Given data |
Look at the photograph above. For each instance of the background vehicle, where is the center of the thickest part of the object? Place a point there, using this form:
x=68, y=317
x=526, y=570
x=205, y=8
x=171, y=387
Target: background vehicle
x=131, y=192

Stated goal |
Copy out the data above line for line, with no changes.

Solved problem |
Look at the photograph above. For each instance of the background vehicle, where is the center of the thickest part of the object? Place a point there, using this form:
x=68, y=317
x=526, y=570
x=205, y=8
x=171, y=387
Target: background vehicle
x=131, y=192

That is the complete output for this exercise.